→ WHAT YOU ARE ASKED TO DO:
All lines below must be repeated exactly, with the pictures omitted.

→ EXCERPTED DATA:
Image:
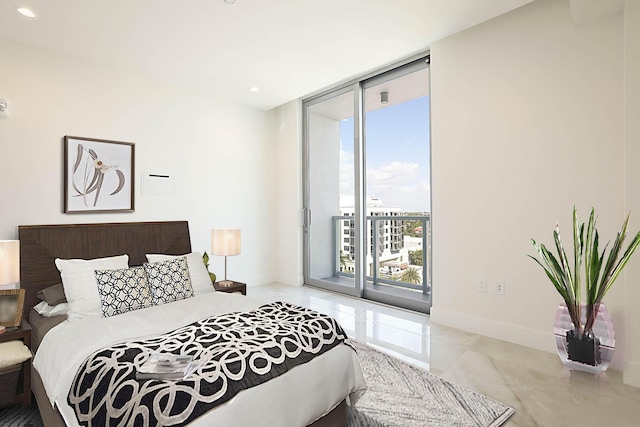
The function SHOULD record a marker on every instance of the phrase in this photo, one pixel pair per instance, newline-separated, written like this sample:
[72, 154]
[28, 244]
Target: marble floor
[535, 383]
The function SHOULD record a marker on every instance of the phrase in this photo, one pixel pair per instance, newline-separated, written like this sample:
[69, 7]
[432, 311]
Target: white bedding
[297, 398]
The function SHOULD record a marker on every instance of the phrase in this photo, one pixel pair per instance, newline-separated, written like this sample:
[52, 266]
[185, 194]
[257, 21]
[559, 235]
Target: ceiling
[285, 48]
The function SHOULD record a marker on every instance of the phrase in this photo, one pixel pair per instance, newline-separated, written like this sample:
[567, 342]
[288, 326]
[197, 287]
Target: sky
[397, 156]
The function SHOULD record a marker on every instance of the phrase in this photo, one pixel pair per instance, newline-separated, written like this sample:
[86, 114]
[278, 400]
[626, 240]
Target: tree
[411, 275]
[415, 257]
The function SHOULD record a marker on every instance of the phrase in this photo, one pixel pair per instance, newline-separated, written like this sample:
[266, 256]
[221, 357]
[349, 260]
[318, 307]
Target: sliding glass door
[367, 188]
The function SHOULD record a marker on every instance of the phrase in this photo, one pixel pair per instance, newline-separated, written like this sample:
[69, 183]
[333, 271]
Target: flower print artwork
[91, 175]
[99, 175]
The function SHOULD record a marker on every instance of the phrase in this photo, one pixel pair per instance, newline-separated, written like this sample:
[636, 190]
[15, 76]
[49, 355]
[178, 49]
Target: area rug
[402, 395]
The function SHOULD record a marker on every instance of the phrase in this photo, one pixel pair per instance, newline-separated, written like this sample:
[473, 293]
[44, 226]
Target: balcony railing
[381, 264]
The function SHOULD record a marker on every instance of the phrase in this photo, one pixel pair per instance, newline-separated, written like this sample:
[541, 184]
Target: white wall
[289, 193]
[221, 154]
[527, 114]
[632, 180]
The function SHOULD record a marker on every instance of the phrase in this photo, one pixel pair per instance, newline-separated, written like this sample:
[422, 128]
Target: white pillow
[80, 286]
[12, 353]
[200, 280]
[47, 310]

→ OUTPUT OF THE TASK:
Image:
The function SHOULD record a marker on every instance of the phrase in this photo, one pixel pair per instance, newline-separated, written like this sample:
[72, 154]
[28, 244]
Target: marble floor
[535, 383]
The function SHOULD record a marker on every instance of the phrase in this photo, one pixel pair per instance, newline-separated, written like this sample:
[69, 7]
[432, 311]
Target: white bedding
[297, 398]
The function SHOULD record a marker on every instance of the phrase in this photo, one pixel pair per instance, newline-separated, written like this sample:
[52, 266]
[185, 194]
[257, 21]
[559, 235]
Target: ceiling
[285, 48]
The function SHOULD record a marker on every instance of the phrase in this photo, one pixel pair per instance, newline-separated, written like this sample:
[567, 342]
[288, 326]
[197, 287]
Target: sky
[397, 156]
The function SHOULD record a marker on every instance of the phrase in this photo, one pixel pair per instance, newline-separated, written like this sample:
[86, 114]
[278, 400]
[626, 240]
Target: tree
[411, 275]
[415, 257]
The function SHOULD record a marker on every instance of the phrase in this photo, one pixel pair per instance, newline-separated, written like this sample:
[266, 256]
[221, 357]
[349, 260]
[318, 307]
Target: sliding glass door
[367, 188]
The function SHOULD record a marker on every instance of the phrase in this photo, one pixel pair per instance, newline-separated, written like this sample:
[69, 183]
[333, 271]
Target: flower print artwork
[91, 175]
[99, 175]
The function SHOULD record a marker on every instance of the phrase in this photo, one pixel pair per instance, newline-separated, written like this sample:
[636, 190]
[15, 76]
[49, 355]
[178, 49]
Target: area rug
[402, 395]
The function SHOULD record a marker on every instance of the phrase in this photo, one pixel pair per instance, newline-separated, written like this sample:
[473, 293]
[44, 226]
Target: balcony railing
[381, 264]
The function SHOULD record a marker on every instance of the phrase in this photo, one pixel pair per instance, newline-separated, written like this sample:
[541, 184]
Target: white wall
[289, 193]
[221, 154]
[527, 114]
[632, 180]
The function SHOULD record a marker on every instance of the phrase in this photo, one pixel pair per instance, newline-separated, written like this sample:
[422, 128]
Target: white pillow
[80, 286]
[12, 353]
[200, 280]
[47, 310]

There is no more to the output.